**What the task requires**. Copy out the items below word for word, starting at the line that contains "Trace the outline of every instance of the <item>framed" and ending at the line that contains "[[[128,83],[138,84],[138,69],[128,68]]]", with both of those lines included.

**Information supplied**.

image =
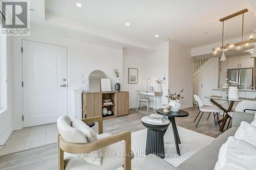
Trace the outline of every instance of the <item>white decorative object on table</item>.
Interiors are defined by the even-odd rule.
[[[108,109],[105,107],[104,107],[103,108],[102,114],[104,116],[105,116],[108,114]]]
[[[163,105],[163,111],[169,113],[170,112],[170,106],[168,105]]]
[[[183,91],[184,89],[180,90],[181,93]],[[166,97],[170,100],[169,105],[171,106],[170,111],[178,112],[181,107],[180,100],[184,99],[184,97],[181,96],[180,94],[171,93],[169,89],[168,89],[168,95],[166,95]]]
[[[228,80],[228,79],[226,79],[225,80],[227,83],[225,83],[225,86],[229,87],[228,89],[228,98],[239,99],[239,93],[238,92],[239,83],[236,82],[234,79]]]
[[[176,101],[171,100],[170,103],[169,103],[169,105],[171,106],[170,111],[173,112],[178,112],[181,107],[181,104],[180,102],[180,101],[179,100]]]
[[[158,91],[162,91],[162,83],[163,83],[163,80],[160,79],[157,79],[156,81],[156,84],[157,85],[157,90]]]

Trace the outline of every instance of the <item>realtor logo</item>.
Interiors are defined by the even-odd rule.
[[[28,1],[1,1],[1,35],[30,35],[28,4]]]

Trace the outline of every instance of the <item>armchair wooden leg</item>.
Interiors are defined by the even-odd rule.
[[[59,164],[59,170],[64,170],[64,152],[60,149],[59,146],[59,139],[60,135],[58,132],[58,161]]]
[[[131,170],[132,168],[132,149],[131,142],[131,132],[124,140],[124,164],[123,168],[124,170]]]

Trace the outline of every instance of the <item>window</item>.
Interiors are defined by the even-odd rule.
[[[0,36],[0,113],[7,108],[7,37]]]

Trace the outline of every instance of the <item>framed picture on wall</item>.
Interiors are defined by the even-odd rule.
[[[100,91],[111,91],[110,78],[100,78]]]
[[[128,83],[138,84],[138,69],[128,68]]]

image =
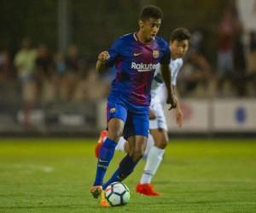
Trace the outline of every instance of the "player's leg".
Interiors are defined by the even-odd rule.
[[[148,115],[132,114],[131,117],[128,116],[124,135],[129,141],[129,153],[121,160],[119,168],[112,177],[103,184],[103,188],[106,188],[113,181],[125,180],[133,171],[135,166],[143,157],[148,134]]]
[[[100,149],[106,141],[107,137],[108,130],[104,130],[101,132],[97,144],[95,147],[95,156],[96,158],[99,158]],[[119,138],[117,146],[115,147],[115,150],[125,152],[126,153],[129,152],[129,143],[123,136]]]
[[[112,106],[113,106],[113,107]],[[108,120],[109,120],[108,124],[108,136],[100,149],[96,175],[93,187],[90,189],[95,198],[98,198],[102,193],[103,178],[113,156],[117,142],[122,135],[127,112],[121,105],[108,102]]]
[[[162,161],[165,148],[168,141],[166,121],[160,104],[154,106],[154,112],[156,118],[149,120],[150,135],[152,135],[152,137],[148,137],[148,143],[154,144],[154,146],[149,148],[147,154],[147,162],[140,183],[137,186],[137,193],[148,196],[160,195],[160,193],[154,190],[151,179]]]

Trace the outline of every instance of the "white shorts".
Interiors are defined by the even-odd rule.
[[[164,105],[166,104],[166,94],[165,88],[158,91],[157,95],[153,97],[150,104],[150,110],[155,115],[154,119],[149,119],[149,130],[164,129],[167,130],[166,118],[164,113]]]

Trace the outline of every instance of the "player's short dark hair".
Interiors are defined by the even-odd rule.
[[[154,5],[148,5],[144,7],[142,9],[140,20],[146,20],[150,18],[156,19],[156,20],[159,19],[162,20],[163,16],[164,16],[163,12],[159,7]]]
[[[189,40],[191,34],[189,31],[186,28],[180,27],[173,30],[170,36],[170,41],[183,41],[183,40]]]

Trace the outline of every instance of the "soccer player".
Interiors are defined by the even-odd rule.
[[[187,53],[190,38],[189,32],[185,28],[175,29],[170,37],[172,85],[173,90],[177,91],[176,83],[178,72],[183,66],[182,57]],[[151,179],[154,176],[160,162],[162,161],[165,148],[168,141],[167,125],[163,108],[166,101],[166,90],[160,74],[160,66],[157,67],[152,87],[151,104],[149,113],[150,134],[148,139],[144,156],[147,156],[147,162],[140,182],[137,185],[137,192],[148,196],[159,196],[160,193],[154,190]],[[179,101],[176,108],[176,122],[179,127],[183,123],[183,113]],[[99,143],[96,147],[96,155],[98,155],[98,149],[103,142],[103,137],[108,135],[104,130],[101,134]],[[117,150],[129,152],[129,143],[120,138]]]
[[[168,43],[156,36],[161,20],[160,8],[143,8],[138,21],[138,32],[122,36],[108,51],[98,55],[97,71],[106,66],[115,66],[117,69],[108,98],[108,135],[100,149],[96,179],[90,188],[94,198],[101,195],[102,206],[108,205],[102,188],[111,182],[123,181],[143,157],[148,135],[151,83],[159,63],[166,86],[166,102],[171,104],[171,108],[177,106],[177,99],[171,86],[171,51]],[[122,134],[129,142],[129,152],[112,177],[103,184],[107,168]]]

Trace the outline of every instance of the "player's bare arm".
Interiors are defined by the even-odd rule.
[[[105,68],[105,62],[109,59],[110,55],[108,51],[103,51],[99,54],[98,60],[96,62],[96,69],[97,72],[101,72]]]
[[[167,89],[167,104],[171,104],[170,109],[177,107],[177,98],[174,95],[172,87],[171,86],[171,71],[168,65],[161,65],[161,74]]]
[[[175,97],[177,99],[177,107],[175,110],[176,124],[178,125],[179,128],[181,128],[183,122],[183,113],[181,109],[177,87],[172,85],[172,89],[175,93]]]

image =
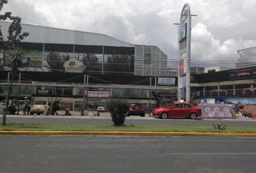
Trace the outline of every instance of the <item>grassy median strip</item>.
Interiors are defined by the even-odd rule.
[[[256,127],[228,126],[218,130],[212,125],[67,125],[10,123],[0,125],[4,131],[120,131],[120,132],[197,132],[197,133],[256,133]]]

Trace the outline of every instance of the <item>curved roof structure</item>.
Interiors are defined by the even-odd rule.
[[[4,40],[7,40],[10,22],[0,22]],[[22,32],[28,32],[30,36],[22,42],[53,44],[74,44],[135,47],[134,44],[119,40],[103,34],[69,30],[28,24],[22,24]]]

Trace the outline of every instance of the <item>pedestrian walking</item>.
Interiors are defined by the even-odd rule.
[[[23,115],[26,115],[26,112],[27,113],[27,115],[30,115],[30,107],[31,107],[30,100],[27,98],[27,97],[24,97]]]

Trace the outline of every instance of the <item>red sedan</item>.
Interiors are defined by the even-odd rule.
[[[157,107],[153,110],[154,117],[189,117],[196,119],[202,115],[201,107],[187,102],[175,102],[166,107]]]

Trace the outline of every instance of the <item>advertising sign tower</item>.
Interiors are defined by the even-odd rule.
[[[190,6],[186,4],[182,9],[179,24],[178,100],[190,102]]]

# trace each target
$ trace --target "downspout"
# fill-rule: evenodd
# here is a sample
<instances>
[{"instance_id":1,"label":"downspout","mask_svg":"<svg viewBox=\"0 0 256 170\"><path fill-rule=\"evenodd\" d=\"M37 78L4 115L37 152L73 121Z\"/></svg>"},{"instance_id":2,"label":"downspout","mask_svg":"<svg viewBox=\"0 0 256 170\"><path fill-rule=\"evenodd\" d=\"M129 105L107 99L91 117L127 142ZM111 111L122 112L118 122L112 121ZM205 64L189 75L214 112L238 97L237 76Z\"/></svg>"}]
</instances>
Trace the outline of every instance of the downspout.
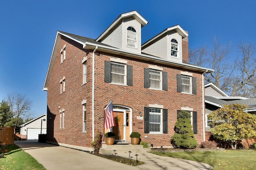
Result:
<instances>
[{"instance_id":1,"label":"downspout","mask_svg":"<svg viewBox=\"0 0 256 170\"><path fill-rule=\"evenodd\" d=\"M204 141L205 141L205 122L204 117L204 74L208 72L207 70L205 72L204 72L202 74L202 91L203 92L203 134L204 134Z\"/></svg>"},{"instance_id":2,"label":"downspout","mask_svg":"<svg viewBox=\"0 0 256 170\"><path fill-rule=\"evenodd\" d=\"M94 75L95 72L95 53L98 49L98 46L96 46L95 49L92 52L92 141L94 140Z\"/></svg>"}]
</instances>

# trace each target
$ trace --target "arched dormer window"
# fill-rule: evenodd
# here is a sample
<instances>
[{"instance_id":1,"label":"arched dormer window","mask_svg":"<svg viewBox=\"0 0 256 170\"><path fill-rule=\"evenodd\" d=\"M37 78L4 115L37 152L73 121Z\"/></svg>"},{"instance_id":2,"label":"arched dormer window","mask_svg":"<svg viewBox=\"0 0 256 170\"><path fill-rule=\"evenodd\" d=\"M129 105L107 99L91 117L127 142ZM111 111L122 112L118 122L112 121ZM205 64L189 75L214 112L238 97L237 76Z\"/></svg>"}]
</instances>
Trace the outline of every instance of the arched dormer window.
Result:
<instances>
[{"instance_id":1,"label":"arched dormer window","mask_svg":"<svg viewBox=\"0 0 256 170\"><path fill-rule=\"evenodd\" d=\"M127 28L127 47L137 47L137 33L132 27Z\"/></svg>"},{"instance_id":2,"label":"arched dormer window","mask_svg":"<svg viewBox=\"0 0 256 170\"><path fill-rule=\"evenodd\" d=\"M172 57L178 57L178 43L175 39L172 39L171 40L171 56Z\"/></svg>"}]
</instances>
---
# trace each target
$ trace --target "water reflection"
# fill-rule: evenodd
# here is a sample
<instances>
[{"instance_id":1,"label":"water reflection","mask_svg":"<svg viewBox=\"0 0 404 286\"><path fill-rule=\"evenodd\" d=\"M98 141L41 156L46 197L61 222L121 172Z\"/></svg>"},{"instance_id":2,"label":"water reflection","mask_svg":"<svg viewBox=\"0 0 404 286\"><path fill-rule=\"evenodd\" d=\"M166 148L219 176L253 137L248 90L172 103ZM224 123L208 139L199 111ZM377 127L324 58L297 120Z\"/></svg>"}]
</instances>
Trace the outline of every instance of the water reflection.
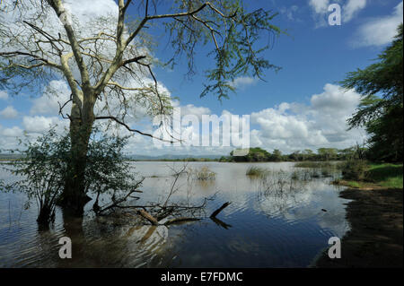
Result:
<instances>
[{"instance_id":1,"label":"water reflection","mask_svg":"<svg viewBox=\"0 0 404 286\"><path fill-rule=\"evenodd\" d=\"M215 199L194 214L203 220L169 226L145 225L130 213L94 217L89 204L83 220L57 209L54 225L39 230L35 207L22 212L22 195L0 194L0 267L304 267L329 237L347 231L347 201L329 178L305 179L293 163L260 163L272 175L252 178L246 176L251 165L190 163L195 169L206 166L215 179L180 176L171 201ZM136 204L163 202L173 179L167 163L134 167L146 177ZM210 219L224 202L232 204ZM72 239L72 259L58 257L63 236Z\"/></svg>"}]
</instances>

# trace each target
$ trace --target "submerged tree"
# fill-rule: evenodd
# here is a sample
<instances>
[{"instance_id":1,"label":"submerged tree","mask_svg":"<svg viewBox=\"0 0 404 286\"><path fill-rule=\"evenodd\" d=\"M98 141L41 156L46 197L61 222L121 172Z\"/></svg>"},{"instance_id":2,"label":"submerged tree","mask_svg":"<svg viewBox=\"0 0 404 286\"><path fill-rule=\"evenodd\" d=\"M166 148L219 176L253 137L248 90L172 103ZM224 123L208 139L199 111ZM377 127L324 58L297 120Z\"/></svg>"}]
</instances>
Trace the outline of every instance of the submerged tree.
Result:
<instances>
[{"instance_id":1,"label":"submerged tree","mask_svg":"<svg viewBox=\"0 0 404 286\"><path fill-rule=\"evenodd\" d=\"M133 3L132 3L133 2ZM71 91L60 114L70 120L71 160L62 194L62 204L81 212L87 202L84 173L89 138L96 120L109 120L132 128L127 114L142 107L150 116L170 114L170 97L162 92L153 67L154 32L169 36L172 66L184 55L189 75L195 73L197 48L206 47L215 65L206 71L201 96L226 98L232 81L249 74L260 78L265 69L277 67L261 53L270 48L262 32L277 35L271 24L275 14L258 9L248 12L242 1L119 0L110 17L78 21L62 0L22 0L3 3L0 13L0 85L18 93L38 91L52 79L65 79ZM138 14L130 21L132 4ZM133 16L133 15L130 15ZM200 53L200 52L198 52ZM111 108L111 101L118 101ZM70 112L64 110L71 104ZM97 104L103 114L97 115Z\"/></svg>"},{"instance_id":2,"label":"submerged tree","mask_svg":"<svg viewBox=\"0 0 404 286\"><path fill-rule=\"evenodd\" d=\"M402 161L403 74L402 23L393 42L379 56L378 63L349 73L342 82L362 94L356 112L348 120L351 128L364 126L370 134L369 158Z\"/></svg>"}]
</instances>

**Reply to the task**.
Trace the outline of every instance of the <item>framed picture on wall</item>.
Interiors are defined by the even-odd rule.
[[[100,91],[111,91],[110,78],[100,78]]]
[[[128,83],[138,84],[138,69],[128,68]]]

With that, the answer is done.